**TAREFA A REALIZAR**
Por favor, diga se cada afirmação a seguir confere com o texto sobre os dois Infernos, respondendo sim ou não e citando literalmente as palavras do texto que decidem a resposta. (a) O livro de Dan Brown é recomendado no texto. (b) Ao ler "O Inferno de Gabriel", buscou-se Dante. (c) A estória de "O Inferno de Gabriel" se passa em um ambiente universitário.

**TEXTO FORNECIDO**
== == ==
De grão em grão [84]

INFERNOS

Com tamanha admiração que tenho pela obra de Dante Alighieri, fui atraído pelo “Inferno” do escritor contemporâneo Dan Brown. Mordi sua isca. Ele é famoso, principalmente pelo seu outro livro “O código Da Vinci”, que já virou filme.

Cheinho de mistérios e com pinceladas de cultura italiana, o autor se utiliza do atrativo de A Divina Comédia de Dante para construir o seu Inferno por meio de associações, enigmas, ficção científica. E nos prende na tocaia da curiosidade até o final.

Gostei do livro. Recomendo. Porém, não matei a sede pela qual fui ávido ao pote: queria mais de Dante. Talvez tenha sido proposital. Autores são gente perigosa e traiçoeira.

Um outro lugar contemporâneo cheio de pecados que não resisti à provação foi “O Inferno de Gabriel”, de Sylvain Reynard. Gabriel – nome de anjo, corpo de pecador.

Mais uma isca mordida, porém desta vez vacinado. Não busquei Dante, mas o que é que se falaria sobre ele. E encontrei uma estória de sensualidade misturada com intelectualidade em um ambiente universitário. Que armadilha mais fatal?!

Gostei de algumas definições, como: “fazer amor é um ato de veneração”, “é o mais intenso de todos os prazeres, pois o contexto lhe dá a liberdade e a permissão de explorar seus próprios desejos em todas as suas formas, quer eles sejam ávidos e vorazes, quer serenos e delicados. A questão é que a base que sustenta esse ato é o mútuo respeito e a generosidade e não tomar nada à força ou usar ninguém.”

E tem algumas partes profundas também: “O sexo é adequadamente entendido como uma experiência não só física como espiritual: uma união arrebatadora de dois corpos e duas almas, que seria como a alegria e o êxtase da união com o Divino no Paraíso. Dois corpos unidos pelo prazer. Duas almas unidas pela conexão entre seus corpos e pela entrega sincera, passional, altruísta de todo o seu ser.”

Veja agora esta explicação: “A luxúria é forte o suficiente para distrair a mente, reino da razão, e levá-la a se concentrar em questões terrenas, carnais, em vez de contemplar questões celestiais. (...) Em contraste com a luxúria, que é um pecado capital, há o amor. Santo Tomás de Aquino afirma que um amante se relaciona com o amado como se este fosse parte de si mesmo.”
== == ==
**DADOS ARMAZENADOS**
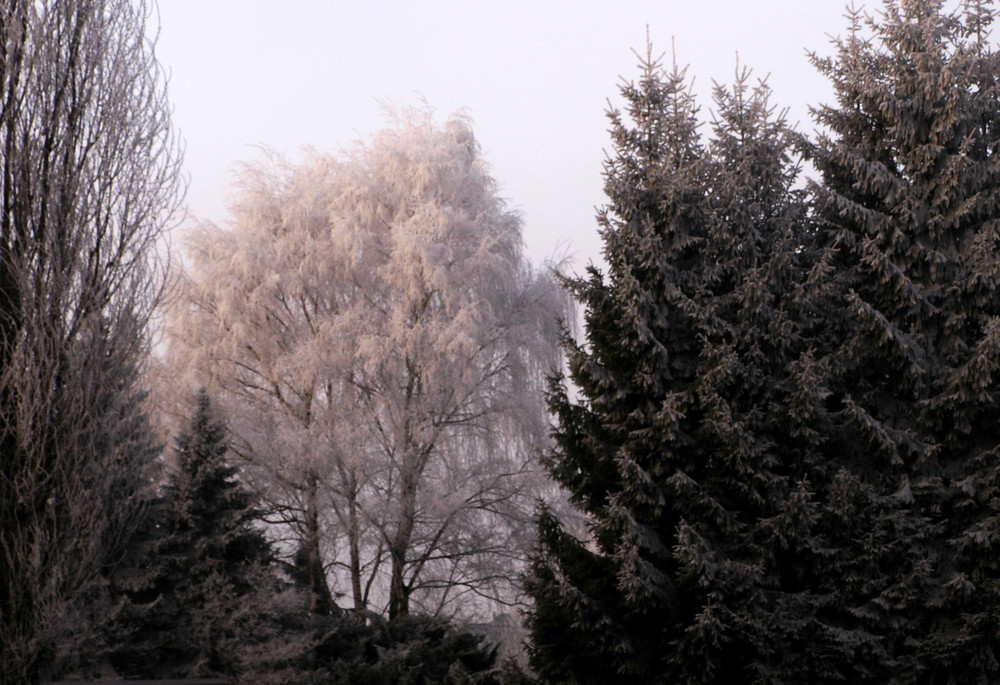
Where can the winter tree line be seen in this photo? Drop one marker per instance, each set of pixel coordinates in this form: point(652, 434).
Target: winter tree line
point(768, 453)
== == ==
**RESPOSTA DA TAREFA**
(a) Sim: "Gostei do livro. Recomendo."
(b) Não: "Não busquei Dante, mas o que é que se falaria sobre ele."
(c) Sim: "E encontrei uma estória de sensualidade misturada com intelectualidade em um ambiente universitário."